▶ [WORK REQUEST]: At the line containing "Each instance receives exactly one keypoint. Tag the riverbank", begin setting down the entries exactly, and stop only after the last line.

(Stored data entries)
━━━━━━━━

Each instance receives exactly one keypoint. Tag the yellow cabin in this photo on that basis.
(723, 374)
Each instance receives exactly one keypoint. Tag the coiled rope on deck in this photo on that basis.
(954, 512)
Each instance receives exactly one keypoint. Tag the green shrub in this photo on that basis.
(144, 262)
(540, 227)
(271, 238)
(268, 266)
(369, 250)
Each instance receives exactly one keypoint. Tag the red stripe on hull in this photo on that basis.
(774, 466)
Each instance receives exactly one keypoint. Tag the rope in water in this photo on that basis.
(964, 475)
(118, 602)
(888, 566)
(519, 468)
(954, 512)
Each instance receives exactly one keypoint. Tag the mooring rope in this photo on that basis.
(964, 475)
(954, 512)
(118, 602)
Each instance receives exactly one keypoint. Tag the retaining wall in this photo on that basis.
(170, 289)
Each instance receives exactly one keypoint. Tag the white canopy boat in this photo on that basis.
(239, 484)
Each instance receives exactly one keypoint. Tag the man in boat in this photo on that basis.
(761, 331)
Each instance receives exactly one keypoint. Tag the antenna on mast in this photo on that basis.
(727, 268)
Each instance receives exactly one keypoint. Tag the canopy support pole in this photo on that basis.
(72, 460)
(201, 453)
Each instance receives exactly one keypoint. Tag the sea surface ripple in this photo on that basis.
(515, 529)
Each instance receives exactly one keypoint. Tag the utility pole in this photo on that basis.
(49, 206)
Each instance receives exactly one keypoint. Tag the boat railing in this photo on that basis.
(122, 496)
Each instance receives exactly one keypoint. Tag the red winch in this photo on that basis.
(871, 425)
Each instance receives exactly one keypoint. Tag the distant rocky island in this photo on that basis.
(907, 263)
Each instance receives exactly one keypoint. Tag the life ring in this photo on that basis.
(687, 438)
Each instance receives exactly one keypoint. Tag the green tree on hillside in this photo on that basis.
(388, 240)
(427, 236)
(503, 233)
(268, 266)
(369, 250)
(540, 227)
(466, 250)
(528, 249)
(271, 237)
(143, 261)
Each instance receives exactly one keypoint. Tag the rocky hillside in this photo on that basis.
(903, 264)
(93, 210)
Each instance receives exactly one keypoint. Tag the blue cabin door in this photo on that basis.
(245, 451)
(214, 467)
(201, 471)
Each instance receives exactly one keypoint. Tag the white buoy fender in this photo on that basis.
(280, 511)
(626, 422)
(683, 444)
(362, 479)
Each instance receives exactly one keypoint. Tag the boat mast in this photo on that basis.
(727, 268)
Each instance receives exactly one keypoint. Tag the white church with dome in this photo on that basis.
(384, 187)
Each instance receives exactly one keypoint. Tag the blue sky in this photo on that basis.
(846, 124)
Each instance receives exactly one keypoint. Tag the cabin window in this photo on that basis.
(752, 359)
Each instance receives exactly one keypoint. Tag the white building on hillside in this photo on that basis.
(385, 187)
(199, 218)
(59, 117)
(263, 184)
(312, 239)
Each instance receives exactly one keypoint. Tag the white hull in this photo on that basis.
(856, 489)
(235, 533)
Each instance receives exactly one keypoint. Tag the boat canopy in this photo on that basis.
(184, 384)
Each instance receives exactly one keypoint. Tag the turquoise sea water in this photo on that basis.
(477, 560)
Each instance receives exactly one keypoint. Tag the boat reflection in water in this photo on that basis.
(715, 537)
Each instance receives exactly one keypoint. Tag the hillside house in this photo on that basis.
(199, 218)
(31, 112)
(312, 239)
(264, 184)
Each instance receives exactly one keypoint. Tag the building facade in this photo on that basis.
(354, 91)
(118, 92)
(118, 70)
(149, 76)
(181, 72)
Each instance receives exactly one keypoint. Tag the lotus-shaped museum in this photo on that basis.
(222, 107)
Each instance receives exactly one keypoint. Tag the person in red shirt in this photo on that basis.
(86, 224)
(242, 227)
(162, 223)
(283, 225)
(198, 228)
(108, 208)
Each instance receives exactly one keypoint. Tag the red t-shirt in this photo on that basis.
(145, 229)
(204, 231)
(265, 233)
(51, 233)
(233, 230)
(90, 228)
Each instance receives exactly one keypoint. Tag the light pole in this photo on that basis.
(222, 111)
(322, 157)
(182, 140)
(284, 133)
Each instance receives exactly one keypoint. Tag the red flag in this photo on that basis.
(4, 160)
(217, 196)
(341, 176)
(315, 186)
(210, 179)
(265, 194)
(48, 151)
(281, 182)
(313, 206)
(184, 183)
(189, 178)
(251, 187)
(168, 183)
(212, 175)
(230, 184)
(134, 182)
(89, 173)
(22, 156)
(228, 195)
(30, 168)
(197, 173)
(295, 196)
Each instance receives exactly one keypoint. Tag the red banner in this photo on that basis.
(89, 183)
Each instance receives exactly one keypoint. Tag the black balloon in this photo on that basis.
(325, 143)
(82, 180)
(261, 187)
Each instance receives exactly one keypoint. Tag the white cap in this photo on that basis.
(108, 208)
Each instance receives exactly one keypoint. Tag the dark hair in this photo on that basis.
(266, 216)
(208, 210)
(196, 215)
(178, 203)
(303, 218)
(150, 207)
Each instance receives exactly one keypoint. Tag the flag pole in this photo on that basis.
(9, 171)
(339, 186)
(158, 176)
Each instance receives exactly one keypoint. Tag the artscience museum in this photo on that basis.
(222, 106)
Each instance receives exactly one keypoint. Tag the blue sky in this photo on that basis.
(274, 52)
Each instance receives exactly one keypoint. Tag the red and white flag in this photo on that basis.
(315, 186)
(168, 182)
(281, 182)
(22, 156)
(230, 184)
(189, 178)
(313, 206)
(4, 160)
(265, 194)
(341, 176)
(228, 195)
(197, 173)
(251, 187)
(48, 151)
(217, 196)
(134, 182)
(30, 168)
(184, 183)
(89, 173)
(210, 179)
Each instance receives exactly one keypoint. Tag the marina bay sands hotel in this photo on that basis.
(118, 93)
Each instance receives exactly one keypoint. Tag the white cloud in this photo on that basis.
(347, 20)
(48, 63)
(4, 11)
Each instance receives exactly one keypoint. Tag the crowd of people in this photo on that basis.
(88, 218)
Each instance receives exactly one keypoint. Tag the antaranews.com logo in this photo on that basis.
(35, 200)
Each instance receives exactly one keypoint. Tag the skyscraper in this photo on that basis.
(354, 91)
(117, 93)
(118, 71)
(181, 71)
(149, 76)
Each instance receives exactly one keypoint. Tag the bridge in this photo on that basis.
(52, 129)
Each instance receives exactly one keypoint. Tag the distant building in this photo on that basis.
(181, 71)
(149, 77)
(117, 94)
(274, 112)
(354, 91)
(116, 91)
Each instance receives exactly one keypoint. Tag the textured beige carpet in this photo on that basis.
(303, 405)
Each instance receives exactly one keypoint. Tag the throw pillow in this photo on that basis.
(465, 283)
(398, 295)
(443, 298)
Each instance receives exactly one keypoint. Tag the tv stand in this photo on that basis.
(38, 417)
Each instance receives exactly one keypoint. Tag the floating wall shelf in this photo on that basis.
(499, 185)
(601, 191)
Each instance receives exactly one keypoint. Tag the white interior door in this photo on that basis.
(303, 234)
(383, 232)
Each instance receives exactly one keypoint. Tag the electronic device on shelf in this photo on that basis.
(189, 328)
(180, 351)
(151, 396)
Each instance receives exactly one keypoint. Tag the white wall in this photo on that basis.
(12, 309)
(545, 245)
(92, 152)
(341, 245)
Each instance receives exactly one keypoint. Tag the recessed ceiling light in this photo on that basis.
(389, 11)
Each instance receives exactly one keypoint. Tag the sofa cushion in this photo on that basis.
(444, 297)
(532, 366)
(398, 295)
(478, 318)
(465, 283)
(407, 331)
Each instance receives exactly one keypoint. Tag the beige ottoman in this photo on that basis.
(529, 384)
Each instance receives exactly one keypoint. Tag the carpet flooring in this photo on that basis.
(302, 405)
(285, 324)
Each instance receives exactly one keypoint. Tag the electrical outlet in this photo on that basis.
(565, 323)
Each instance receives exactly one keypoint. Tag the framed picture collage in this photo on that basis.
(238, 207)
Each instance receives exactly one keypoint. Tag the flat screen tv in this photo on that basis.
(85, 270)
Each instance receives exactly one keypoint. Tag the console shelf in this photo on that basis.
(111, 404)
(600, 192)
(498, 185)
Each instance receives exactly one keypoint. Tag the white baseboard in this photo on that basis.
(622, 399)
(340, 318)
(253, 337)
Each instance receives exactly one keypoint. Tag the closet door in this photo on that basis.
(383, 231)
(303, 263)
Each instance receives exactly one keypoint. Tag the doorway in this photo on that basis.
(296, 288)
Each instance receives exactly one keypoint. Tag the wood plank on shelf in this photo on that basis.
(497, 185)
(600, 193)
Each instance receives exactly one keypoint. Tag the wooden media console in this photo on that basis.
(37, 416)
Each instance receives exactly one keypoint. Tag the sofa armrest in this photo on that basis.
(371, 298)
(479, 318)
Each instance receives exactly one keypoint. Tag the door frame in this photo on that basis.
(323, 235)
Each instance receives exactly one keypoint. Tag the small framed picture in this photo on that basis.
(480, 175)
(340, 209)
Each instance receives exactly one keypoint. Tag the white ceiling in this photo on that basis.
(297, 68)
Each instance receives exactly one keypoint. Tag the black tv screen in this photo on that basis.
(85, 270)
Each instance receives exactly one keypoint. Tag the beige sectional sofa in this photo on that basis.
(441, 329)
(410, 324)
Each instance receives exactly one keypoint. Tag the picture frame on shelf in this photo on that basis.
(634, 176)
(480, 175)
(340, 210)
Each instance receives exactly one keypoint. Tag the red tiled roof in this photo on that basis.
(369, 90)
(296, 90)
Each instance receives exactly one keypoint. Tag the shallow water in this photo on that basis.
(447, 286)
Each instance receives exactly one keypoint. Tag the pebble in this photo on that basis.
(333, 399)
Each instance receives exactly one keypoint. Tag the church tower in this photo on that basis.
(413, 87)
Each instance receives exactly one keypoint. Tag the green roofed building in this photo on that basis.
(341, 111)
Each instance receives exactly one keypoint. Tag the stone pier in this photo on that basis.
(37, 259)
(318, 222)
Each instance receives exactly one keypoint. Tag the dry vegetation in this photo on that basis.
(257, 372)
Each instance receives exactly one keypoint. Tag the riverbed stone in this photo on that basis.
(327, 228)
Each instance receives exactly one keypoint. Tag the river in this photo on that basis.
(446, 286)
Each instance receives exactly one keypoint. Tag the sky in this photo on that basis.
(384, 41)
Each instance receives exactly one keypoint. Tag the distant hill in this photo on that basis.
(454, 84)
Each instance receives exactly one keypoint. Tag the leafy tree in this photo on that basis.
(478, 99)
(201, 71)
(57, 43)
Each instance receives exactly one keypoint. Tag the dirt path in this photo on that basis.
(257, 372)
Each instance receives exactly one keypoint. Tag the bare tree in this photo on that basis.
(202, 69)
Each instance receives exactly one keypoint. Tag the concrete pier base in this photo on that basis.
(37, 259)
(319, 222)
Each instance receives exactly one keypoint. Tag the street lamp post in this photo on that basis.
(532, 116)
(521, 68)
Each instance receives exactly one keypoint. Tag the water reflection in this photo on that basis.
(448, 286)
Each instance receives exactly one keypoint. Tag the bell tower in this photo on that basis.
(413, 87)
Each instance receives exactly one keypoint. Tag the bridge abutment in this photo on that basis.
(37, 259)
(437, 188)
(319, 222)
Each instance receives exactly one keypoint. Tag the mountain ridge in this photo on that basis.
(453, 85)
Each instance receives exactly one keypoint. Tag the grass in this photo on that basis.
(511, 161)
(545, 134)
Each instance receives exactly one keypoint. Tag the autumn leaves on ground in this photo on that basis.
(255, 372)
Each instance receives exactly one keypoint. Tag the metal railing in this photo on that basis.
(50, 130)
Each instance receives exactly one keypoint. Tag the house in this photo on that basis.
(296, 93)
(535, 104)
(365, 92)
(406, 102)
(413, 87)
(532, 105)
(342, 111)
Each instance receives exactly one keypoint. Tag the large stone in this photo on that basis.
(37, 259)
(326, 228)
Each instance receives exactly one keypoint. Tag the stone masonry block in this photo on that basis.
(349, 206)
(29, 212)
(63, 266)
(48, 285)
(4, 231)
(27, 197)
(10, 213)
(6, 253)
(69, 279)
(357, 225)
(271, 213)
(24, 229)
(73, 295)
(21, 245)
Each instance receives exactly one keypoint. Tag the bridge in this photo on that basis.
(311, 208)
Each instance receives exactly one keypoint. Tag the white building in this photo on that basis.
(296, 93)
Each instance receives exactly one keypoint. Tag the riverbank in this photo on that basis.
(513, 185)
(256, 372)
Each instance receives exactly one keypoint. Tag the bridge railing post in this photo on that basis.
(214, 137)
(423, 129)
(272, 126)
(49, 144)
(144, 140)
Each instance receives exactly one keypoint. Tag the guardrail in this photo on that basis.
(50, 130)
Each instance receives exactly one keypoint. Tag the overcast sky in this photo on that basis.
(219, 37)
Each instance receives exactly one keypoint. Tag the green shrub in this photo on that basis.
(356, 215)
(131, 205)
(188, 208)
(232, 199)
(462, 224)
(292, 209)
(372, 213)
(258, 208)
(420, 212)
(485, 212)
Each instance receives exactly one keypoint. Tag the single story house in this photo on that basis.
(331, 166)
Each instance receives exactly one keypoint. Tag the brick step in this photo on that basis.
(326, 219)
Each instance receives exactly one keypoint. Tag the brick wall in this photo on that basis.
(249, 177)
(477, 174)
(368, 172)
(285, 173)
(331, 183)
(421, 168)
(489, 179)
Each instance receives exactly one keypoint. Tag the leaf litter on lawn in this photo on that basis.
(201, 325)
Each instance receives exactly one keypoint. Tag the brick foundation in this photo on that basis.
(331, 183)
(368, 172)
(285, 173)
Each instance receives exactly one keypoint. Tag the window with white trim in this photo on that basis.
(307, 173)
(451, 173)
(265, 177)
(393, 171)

━━━━━━━━

▶ [RESPONSE TO THE EXERCISE]:
Each instance receives exactly one keypoint. Tag the riverbank in this photo on that basis.
(513, 185)
(256, 372)
Each instance receives exactly one keypoint. Tag the bridge railing post in this photo on that basis.
(214, 137)
(423, 129)
(272, 126)
(49, 144)
(144, 140)
Each instance receives exactly one keypoint. Tag the guardrail in this photo on that basis.
(50, 130)
Each instance receives exactly one keypoint. Tag the overcast sky in this photo on that basis.
(219, 37)
Each instance receives exactly one keypoint. Tag the green shrub in this photo on that basis.
(356, 215)
(131, 205)
(188, 208)
(232, 199)
(462, 224)
(292, 209)
(372, 213)
(258, 208)
(420, 212)
(485, 212)
Each instance receives exactly one keypoint. Tag the single story house in this photo on that basis.
(331, 166)
Each instance receives exactly one keypoint. Tag the brick step in this photo on that basis.
(326, 219)
Each instance receives exactly one keypoint. Tag the brick wall in this photo on that basis.
(249, 177)
(477, 174)
(368, 172)
(285, 173)
(331, 183)
(421, 168)
(489, 179)
Each instance receives exactly one keypoint. Tag the leaf litter on lawn in this photo on that basis.
(201, 325)
Each instance receives exactly one keypoint. Tag the brick foundation in this photo on that basis.
(331, 183)
(368, 172)
(285, 173)
Each instance receives exactly one keypoint. Tag the window with white trim in this photo on that basis.
(307, 173)
(451, 173)
(265, 177)
(393, 171)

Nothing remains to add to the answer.